▶ YOUR OBJECTIVE
The full listing should be set down again without a single alteration.

▶ PROVIDED MATERIAL
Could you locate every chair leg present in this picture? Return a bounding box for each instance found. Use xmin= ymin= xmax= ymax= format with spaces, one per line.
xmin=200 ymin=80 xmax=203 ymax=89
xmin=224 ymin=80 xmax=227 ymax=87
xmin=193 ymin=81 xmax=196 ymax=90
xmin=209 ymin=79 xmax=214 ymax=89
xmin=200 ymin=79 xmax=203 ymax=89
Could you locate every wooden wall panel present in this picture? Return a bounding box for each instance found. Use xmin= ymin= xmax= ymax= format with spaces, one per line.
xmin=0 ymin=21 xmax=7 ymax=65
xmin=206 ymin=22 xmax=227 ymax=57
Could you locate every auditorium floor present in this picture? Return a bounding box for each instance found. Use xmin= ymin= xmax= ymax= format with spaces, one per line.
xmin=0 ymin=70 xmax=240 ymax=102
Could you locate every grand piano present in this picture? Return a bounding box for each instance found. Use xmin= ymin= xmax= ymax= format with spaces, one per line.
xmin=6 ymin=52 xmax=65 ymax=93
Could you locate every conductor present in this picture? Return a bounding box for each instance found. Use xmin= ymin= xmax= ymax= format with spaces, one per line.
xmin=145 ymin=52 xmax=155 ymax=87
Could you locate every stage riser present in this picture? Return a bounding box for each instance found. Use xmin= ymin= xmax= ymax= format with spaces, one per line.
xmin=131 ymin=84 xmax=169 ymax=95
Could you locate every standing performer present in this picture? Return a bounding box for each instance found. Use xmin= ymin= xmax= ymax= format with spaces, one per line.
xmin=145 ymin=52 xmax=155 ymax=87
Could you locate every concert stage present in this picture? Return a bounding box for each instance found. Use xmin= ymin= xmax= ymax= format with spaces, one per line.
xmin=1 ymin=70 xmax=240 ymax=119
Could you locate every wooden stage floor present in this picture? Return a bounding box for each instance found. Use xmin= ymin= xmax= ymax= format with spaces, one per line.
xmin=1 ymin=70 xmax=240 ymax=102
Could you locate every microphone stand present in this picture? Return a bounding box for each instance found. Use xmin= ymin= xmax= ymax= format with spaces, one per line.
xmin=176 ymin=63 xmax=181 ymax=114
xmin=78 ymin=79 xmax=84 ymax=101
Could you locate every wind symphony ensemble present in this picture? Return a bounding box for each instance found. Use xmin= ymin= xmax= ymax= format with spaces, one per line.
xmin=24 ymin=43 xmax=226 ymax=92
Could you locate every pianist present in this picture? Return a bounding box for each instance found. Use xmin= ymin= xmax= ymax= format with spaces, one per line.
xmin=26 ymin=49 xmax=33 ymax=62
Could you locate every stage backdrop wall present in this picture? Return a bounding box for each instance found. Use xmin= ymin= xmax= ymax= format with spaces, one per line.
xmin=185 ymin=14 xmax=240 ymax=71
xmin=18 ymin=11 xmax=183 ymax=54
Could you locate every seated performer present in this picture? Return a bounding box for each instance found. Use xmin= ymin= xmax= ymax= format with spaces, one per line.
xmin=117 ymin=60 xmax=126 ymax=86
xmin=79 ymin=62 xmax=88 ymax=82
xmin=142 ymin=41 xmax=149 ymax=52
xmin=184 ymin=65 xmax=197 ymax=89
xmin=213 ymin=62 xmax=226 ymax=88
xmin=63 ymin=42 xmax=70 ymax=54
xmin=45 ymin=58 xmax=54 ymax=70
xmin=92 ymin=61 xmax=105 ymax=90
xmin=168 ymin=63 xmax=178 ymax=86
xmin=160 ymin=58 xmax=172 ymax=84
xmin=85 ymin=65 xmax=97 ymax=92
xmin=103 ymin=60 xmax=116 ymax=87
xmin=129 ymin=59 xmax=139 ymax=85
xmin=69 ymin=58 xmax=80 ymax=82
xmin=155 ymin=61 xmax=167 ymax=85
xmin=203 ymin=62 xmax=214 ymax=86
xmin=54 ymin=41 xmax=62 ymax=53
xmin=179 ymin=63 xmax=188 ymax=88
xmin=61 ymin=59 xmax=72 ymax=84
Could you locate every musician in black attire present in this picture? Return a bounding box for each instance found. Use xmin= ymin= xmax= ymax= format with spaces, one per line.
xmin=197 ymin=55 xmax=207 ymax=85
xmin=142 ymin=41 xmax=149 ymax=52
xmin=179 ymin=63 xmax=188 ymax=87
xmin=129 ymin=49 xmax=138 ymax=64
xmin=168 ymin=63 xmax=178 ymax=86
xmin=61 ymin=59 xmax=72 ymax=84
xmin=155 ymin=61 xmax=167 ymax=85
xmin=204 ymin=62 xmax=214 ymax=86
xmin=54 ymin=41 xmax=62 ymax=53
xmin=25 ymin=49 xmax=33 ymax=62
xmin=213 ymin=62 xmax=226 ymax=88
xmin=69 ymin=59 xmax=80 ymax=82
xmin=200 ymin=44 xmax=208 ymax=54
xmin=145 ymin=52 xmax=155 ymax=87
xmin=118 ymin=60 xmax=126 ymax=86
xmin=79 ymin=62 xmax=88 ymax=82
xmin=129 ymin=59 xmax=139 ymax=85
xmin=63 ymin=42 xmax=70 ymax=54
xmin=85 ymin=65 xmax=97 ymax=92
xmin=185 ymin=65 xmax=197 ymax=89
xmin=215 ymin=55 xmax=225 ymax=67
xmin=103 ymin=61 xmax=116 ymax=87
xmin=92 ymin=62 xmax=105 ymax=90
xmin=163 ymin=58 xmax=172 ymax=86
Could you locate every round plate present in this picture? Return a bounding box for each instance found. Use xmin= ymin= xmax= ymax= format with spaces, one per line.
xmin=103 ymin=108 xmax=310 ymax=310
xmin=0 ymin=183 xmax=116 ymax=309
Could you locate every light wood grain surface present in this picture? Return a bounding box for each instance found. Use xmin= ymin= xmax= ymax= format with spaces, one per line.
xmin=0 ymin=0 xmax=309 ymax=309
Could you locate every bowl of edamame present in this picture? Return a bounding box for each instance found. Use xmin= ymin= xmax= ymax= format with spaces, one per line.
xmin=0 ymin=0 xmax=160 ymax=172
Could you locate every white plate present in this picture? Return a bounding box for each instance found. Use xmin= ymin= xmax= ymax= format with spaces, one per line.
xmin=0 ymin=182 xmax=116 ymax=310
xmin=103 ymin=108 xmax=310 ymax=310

▶ COMPLETED TASK
Could you locate every chair leg present in this picture? Return a bounding box for each instance found. Use xmin= ymin= xmax= ymax= format with spaces, one per line.
xmin=200 ymin=80 xmax=203 ymax=89
xmin=224 ymin=80 xmax=227 ymax=87
xmin=193 ymin=81 xmax=196 ymax=90
xmin=209 ymin=79 xmax=214 ymax=89
xmin=200 ymin=79 xmax=203 ymax=89
Could you locate every wooden wall panel present in this picture? Return a bounding box for each instance found. Use xmin= ymin= xmax= ymax= format with spaces, one per line.
xmin=0 ymin=21 xmax=7 ymax=65
xmin=206 ymin=22 xmax=227 ymax=57
Could you locate every auditorium floor present in this picture? Return a bounding box for each instance found. Use xmin= ymin= xmax= ymax= format with spaces, one per line.
xmin=0 ymin=70 xmax=240 ymax=102
Could you locate every grand piano present in this picture? Return a bounding box for each instance found. Use xmin= ymin= xmax= ymax= format with spaces, one per line.
xmin=6 ymin=52 xmax=65 ymax=93
Could you locate every conductor present in this picture? Return a bounding box for each instance found. Use xmin= ymin= xmax= ymax= format with spaces, one per line.
xmin=145 ymin=52 xmax=155 ymax=87
Could you locate every stage riser present in this picture? Return a bounding box for each instance found. Use xmin= ymin= xmax= ymax= format with spaces, one per line.
xmin=131 ymin=84 xmax=169 ymax=95
Could you locate every standing performer present in this picture? Return a bounding box for each instance found. Use xmin= ymin= xmax= ymax= format with spaces, one per line.
xmin=145 ymin=52 xmax=155 ymax=87
Could you locate every concert stage present in this picture? Return a bounding box for each instance found. Use xmin= ymin= xmax= ymax= format with spaces, one per line.
xmin=1 ymin=70 xmax=240 ymax=119
Could you locate every wooden stage floor present in this picture? Return a bounding box for each instance found. Use xmin= ymin= xmax= ymax= format with spaces, one per line.
xmin=1 ymin=70 xmax=240 ymax=102
Could you locate every microphone stand present in this picture? Return a bounding box for each instance found. Use xmin= ymin= xmax= ymax= format with spaces, one per line.
xmin=176 ymin=63 xmax=181 ymax=114
xmin=78 ymin=79 xmax=84 ymax=101
Could you locate every wind symphony ensemble present in this picture? Return a bounding box for each instance found. Use xmin= ymin= xmax= ymax= format with spaces, one per line.
xmin=24 ymin=43 xmax=226 ymax=92
Could you locate every pianist present in this picture? Return a bounding box for each instance found. Use xmin= ymin= xmax= ymax= format with spaces, one per line.
xmin=26 ymin=49 xmax=33 ymax=62
Could you locate every stage backdrop wall present in this picture? Return a bounding box for each instance found. Use xmin= ymin= xmax= ymax= format with spaces, one per line.
xmin=185 ymin=14 xmax=240 ymax=71
xmin=18 ymin=11 xmax=183 ymax=54
Could you locate every seated performer present in this picture? Return a bounding box for each instance found. Use xmin= ymin= xmax= ymax= format with spaces, one per line.
xmin=117 ymin=60 xmax=126 ymax=86
xmin=79 ymin=62 xmax=88 ymax=82
xmin=142 ymin=41 xmax=149 ymax=52
xmin=184 ymin=65 xmax=197 ymax=89
xmin=213 ymin=62 xmax=226 ymax=88
xmin=63 ymin=42 xmax=70 ymax=54
xmin=45 ymin=58 xmax=54 ymax=70
xmin=92 ymin=61 xmax=105 ymax=90
xmin=168 ymin=63 xmax=178 ymax=86
xmin=160 ymin=58 xmax=172 ymax=84
xmin=85 ymin=65 xmax=97 ymax=92
xmin=103 ymin=60 xmax=116 ymax=87
xmin=129 ymin=59 xmax=139 ymax=85
xmin=69 ymin=58 xmax=80 ymax=82
xmin=155 ymin=61 xmax=167 ymax=85
xmin=203 ymin=62 xmax=214 ymax=86
xmin=54 ymin=41 xmax=62 ymax=53
xmin=179 ymin=63 xmax=188 ymax=88
xmin=61 ymin=59 xmax=72 ymax=84
Could you locate every musician in black attire present in this picture? Return a bounding box for each instance found. Use xmin= ymin= xmax= ymax= format with spaces, one per line.
xmin=197 ymin=55 xmax=207 ymax=85
xmin=142 ymin=41 xmax=149 ymax=52
xmin=179 ymin=63 xmax=188 ymax=87
xmin=129 ymin=49 xmax=138 ymax=64
xmin=168 ymin=63 xmax=178 ymax=86
xmin=61 ymin=59 xmax=72 ymax=84
xmin=155 ymin=61 xmax=167 ymax=85
xmin=204 ymin=62 xmax=214 ymax=86
xmin=54 ymin=41 xmax=62 ymax=53
xmin=25 ymin=49 xmax=33 ymax=62
xmin=213 ymin=62 xmax=226 ymax=88
xmin=69 ymin=59 xmax=80 ymax=82
xmin=200 ymin=44 xmax=208 ymax=54
xmin=145 ymin=52 xmax=155 ymax=87
xmin=118 ymin=60 xmax=126 ymax=86
xmin=79 ymin=62 xmax=88 ymax=82
xmin=129 ymin=59 xmax=139 ymax=85
xmin=63 ymin=42 xmax=70 ymax=54
xmin=85 ymin=65 xmax=97 ymax=92
xmin=185 ymin=65 xmax=197 ymax=89
xmin=215 ymin=55 xmax=225 ymax=67
xmin=103 ymin=61 xmax=116 ymax=87
xmin=92 ymin=62 xmax=105 ymax=90
xmin=163 ymin=58 xmax=172 ymax=86
Could you locate every round plate present in this picture? Return a bounding box for each instance found. Use xmin= ymin= xmax= ymax= format with spaces, one per line.
xmin=103 ymin=108 xmax=310 ymax=310
xmin=0 ymin=183 xmax=116 ymax=309
Could you locate every light wood grain surface present in this picture? Return a bounding box for each instance found. Use xmin= ymin= xmax= ymax= format with spaces, one per line.
xmin=0 ymin=0 xmax=309 ymax=309
Could you locate every bowl of edamame present in this picture? Return a bounding box for each instance found. Use xmin= ymin= xmax= ymax= format with spaces, one per line.
xmin=0 ymin=0 xmax=160 ymax=172
Could you locate every white plate present in this picture? Return a bounding box for each instance found. Use xmin= ymin= xmax= ymax= format with spaces, one per line.
xmin=0 ymin=182 xmax=116 ymax=310
xmin=103 ymin=108 xmax=310 ymax=310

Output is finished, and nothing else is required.